§ Tasks
1. According to the passage on chimpanzee research, how many chimpanzees live at SNPRC?
2. Print the part of the passage on chimpanzee research that opens with the words containing "Committee members opposed" and closes with "statistically significant results.".
3. Render this sentence from the passage on chimpanzee research in Spanish: "Unlike humans, however, chimpanzees do not develop symptoms from these infections."

§ Document segment
◇ ◇ ◇ ◇ ◇ ◇ ◇
SNPRC is hosted within the Texas Biomedical Research Institute. SNPRC is home to approximately 3,000 nonhuman primates including 150 chimpanzees, Texas Biomed spokesman Joe Carey told GEN.

Texas Biomed and other groups supporting research on chimpanzees contend that chimps are the only animals besides humans that are susceptible to infection with hepatitis B and hepatitis C viruses. Unlike humans, however, chimpanzees do not develop symptoms from these infections. Research with chimpanzees at Texas Biomed was instrumental in developing a successful vaccine for hepatitis B, now given to school-age children worldwide, and the institute hopes to develop a similarly successful vaccine for hepatitis C.

Committee members opposed to using chimpanzees argued that rodent and other alternative models can provide sufficient immunogenicity and safety data to proceed to human efficacy trials without the need for studies in chimpanzees. They also said that chimpanzee data does not always predict vaccine toxicity or efficacy in humans and that the chimpanzee model is often complicated by the lack of sufficient quantity needed to generate statistically significant results.

“The likelihood and length of any possible delay in vaccine development caused by foregoing chimpanzee research is difficult to assess, and human trials are required whether or not research proceeds using the chimpanzee during the course of vaccine development,” IOM stated in its report. The institute panelists agreed that human trials of candidate vaccines could be designed and performed ethically with or without data from chimpanzee research.
◇ ◇ ◇ ◇ ◇ ◇ ◇
§ Provided information
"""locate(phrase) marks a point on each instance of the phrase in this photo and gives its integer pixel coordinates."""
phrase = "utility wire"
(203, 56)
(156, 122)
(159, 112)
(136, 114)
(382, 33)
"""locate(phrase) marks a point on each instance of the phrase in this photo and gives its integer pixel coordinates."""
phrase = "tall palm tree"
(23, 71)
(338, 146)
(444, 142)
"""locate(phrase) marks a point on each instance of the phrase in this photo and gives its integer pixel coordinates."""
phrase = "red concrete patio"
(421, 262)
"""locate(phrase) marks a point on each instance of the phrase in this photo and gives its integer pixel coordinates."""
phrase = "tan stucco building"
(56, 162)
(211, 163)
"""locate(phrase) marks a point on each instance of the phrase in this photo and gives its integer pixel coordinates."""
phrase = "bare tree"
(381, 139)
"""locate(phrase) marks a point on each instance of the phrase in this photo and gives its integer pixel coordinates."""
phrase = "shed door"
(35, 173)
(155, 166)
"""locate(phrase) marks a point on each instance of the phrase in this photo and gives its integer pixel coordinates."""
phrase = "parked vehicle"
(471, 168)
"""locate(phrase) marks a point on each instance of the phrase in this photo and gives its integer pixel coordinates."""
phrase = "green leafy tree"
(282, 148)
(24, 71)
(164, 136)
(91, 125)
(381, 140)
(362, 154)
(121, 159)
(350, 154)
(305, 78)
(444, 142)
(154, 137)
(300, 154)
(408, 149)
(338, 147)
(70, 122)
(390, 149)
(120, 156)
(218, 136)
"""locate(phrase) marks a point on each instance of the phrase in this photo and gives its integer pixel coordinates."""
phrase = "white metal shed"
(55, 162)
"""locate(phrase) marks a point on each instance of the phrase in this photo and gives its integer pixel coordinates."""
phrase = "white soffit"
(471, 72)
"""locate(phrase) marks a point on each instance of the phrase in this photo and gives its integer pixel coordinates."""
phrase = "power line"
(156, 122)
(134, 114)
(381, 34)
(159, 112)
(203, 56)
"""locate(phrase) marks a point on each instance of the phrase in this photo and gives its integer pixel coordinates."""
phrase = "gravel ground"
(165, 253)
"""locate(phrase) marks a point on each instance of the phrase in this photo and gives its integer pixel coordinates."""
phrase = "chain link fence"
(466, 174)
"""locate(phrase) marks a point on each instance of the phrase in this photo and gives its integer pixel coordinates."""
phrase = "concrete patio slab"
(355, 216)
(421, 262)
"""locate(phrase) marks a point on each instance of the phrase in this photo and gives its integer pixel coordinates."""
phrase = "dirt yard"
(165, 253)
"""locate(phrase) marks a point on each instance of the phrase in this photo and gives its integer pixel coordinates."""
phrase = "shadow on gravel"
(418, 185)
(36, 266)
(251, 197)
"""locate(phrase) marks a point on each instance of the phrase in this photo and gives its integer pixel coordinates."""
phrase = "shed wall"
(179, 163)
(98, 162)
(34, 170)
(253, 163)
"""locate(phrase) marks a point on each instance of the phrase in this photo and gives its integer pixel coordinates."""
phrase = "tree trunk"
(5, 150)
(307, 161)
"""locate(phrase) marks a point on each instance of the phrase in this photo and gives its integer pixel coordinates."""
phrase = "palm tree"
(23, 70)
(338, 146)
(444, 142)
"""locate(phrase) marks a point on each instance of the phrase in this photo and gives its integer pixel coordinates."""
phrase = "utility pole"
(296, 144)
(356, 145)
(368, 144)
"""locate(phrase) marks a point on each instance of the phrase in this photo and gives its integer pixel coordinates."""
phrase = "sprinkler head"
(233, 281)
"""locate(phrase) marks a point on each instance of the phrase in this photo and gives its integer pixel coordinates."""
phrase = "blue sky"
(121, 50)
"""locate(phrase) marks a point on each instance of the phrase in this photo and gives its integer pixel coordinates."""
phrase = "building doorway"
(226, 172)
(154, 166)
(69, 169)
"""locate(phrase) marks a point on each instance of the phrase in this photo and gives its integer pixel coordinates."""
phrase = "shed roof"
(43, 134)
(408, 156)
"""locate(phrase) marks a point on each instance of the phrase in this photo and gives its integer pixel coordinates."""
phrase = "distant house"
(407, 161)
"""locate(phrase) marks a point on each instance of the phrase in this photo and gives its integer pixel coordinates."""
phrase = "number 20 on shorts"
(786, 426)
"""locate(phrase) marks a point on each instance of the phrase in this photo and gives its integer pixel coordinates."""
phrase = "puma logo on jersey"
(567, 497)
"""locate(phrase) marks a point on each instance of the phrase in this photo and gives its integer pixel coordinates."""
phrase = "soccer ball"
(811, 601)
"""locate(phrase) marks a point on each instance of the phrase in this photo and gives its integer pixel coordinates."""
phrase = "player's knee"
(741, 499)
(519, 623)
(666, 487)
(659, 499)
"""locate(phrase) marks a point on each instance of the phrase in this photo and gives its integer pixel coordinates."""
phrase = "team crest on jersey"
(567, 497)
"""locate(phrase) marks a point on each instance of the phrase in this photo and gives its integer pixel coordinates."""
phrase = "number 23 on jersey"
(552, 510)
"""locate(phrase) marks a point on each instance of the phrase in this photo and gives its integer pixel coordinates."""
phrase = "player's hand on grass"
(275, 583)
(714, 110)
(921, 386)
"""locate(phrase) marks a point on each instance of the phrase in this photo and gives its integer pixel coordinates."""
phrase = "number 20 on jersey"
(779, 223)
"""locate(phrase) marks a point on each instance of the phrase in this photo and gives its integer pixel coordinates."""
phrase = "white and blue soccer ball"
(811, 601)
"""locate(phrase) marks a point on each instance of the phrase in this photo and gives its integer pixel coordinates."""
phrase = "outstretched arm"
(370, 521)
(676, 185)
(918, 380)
◇ ◇ ◇ ◇ ◇ ◇ ◇
§ Written responses
1. About 150 chimpanzees.

2.
Committee members opposed to using chimpanzees argued that rodent and other alternative models can provide sufficient immunogenicity and safety data to proceed to human efficacy trials without the need for studies in chimpanzees. They also said that chimpanzee data does not always predict vaccine toxicity or efficacy in humans and that the chimpanzee model is often complicated by the lack of sufficient quantity needed to generate statistically significant results.

3. Sin embargo, a diferencia de los humanos, los chimpancés no desarrollan síntomas a causa de estas infecciones.